## INSTRUCTION
Copy out the lines below word for word, starting with the line that contains "Looking at this frame, whereabouts is the tree foliage?" and going on through the line that contains "[0,0,538,235]", both included.

>>>

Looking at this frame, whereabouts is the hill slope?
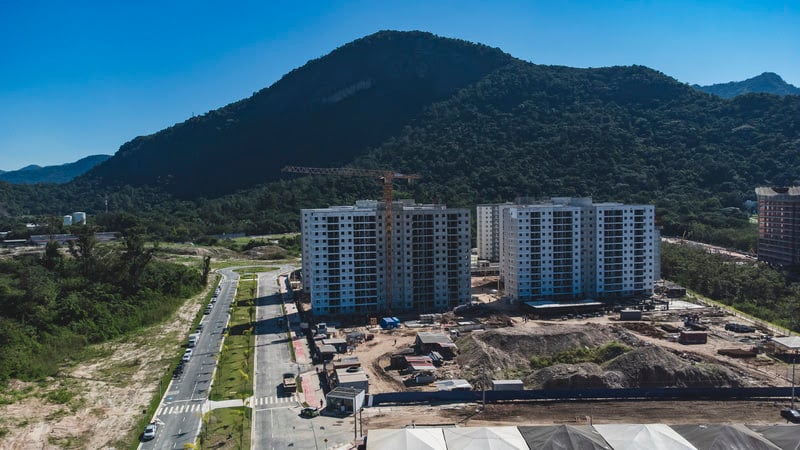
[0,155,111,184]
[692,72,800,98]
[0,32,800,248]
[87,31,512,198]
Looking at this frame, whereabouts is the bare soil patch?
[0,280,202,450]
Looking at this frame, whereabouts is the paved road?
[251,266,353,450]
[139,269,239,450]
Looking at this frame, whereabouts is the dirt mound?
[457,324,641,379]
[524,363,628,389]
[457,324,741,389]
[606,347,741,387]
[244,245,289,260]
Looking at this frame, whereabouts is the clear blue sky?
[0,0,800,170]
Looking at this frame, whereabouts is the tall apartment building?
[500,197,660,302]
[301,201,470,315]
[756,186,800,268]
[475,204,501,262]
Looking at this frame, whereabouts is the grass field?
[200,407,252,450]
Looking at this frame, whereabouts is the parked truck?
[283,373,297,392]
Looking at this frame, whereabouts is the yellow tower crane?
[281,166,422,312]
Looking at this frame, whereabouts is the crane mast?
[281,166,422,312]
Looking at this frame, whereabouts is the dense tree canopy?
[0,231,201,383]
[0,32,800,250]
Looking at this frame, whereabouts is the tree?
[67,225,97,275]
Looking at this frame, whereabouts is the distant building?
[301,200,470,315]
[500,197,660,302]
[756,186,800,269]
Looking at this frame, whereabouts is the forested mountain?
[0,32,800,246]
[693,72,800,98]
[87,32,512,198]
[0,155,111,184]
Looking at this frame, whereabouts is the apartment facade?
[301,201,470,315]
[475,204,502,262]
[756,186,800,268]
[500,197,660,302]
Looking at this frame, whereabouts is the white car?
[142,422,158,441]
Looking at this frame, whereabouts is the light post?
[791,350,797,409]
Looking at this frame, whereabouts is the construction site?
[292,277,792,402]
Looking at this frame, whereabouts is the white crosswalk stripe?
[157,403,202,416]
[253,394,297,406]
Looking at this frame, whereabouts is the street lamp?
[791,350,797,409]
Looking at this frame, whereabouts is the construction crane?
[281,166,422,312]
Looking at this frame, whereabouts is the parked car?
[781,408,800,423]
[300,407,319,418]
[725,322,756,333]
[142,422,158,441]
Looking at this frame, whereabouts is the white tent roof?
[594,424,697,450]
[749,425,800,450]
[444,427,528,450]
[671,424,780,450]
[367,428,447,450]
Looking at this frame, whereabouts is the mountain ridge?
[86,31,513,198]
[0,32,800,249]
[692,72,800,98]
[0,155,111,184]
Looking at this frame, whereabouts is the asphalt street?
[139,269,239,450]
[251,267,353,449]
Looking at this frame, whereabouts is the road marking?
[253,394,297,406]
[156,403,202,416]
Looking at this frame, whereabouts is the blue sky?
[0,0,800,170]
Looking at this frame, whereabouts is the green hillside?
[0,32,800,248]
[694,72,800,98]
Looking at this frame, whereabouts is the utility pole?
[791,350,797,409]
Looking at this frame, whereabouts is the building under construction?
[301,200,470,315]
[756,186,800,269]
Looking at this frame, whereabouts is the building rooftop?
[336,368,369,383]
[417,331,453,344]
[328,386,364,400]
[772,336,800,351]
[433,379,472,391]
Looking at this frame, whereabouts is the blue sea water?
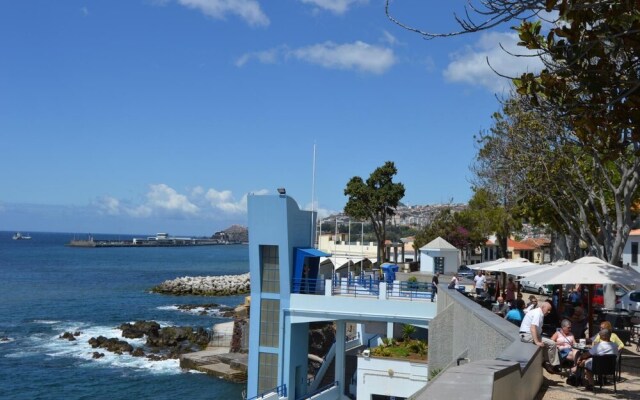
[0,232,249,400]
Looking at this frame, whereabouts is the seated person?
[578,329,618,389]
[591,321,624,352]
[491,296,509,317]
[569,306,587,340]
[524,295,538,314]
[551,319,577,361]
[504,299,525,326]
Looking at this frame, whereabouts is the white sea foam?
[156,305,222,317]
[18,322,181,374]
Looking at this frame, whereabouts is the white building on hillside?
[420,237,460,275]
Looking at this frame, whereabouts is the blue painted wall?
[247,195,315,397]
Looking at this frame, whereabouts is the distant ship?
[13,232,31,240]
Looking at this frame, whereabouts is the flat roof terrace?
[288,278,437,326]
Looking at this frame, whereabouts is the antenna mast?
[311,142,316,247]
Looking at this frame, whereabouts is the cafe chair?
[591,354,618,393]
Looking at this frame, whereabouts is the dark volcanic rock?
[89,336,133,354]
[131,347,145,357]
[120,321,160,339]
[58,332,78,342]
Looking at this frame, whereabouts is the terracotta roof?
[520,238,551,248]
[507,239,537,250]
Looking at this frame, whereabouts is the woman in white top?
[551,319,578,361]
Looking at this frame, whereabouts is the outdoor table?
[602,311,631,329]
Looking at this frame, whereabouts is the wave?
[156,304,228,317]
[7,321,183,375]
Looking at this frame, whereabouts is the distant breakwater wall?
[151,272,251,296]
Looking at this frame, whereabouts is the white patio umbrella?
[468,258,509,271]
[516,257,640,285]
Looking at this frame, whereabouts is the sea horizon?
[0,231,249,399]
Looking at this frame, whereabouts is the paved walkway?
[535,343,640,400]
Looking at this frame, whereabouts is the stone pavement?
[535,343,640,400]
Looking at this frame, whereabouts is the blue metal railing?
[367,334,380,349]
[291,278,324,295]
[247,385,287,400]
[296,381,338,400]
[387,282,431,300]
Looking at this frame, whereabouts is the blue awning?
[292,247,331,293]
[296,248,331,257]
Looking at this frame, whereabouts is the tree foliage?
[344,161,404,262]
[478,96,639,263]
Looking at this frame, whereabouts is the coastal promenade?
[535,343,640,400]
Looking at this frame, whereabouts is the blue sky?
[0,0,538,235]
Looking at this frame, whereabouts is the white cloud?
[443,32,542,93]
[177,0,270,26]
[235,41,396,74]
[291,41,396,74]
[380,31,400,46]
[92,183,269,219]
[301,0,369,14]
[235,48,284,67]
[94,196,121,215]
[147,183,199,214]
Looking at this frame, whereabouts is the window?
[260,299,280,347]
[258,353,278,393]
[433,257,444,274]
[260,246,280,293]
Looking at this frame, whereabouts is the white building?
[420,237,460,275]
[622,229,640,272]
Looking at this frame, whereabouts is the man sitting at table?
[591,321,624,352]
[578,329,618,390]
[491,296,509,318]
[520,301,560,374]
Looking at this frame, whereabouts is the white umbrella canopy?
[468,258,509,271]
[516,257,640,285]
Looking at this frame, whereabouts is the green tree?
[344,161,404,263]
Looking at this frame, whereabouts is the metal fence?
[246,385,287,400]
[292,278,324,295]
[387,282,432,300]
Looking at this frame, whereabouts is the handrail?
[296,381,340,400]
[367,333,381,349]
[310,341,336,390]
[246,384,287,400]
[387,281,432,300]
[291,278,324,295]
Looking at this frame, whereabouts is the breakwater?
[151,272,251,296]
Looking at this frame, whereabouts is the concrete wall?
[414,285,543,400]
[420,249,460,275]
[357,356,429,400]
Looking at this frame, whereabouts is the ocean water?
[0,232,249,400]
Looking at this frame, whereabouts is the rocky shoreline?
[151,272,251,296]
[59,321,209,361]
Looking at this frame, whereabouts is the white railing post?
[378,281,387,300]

<<<
>>>

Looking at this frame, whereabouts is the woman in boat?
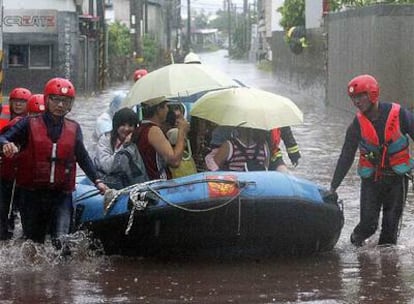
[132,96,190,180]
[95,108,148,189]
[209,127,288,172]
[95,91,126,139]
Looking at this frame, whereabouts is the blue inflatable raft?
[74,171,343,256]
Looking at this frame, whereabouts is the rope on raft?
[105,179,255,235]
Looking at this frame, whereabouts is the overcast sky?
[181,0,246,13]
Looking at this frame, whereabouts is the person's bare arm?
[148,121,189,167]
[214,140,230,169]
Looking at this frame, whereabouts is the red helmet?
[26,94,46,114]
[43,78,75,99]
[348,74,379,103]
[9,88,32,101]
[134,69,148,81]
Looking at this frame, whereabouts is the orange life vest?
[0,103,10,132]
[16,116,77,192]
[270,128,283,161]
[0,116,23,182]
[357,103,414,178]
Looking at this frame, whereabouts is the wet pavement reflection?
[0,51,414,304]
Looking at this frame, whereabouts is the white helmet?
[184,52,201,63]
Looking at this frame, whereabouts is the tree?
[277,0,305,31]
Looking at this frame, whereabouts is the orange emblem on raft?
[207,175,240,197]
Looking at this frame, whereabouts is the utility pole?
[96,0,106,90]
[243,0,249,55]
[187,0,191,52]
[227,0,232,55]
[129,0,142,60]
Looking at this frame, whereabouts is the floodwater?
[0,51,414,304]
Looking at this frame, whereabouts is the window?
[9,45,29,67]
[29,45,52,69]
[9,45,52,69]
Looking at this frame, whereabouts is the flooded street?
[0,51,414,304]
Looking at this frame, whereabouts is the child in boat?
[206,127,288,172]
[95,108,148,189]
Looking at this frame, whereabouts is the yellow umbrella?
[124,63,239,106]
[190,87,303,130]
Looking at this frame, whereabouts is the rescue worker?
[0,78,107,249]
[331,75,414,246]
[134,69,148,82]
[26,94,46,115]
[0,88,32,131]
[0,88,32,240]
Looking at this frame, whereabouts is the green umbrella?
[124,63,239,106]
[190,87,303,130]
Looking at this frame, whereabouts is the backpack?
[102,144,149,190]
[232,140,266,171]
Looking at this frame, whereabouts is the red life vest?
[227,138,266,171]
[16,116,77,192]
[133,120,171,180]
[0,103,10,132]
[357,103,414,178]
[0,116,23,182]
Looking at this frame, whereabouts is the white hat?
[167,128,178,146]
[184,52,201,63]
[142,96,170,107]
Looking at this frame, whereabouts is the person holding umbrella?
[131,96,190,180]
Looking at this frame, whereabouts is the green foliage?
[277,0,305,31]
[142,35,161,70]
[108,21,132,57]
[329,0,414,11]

<<<

## WRITTEN ANSWER
Looking at this frame, whereabouts is the tree foliage?
[344,161,404,262]
[478,96,639,263]
Looking at this frame, whereabouts is the coastal promenade?
[535,343,640,400]
Looking at this frame, whereabouts is the blue sky?
[0,0,538,235]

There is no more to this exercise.